### SET PROBLEM:
Copy everything below from the line containing "Q: Point out each instance of the man's wrinkled" down through the end of the records, substituting "deep violet robe" for "dark purple hanbok" and leaving the rest unchanged.

### THE RECORDS:
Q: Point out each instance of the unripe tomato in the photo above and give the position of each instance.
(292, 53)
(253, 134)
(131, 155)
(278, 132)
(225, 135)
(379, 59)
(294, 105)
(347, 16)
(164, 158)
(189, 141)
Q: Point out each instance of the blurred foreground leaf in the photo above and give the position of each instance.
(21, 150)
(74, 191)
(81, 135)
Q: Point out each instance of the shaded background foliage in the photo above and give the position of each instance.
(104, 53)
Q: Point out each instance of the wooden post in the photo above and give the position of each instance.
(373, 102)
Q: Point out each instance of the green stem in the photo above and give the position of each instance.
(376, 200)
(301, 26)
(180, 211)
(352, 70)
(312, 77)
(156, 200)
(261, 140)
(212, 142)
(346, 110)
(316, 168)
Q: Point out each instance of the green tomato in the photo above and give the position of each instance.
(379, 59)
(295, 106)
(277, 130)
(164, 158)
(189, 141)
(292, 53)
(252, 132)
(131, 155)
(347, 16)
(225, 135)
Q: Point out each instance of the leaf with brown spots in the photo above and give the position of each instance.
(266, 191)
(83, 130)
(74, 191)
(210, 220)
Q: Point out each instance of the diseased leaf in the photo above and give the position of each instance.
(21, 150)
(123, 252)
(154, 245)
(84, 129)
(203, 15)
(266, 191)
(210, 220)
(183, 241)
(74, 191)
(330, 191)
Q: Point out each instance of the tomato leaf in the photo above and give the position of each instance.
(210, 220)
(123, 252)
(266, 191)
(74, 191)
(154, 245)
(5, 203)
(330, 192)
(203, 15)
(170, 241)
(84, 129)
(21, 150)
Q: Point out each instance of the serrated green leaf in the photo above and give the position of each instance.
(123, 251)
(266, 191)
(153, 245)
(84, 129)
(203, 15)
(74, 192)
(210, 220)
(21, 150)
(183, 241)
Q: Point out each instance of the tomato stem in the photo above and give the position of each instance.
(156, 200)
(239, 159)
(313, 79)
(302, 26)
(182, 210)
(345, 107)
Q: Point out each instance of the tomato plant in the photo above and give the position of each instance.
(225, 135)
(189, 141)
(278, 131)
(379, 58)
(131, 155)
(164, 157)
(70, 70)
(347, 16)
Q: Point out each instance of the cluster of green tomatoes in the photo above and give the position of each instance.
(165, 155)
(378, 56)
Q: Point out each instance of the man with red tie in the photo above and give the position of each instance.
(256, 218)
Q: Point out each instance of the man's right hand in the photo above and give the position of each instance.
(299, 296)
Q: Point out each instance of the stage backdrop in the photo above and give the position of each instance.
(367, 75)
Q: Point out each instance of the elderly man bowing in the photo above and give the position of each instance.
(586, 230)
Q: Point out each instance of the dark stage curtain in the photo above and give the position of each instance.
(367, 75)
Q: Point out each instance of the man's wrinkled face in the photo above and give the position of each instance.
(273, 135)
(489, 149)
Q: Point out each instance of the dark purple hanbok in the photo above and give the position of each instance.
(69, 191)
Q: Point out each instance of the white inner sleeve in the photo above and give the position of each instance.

### RESPONSE TO THE EXERCISE:
Q: Point out each instance of the man's wrinkled face in the photo above and give the position of each instance.
(273, 135)
(489, 149)
Q: Point out each instance of the deep violet robe in the photo above and give the position of each instance.
(69, 191)
Q: Point out each instance of the white inner sleeve in the photo above and give the position of each instance.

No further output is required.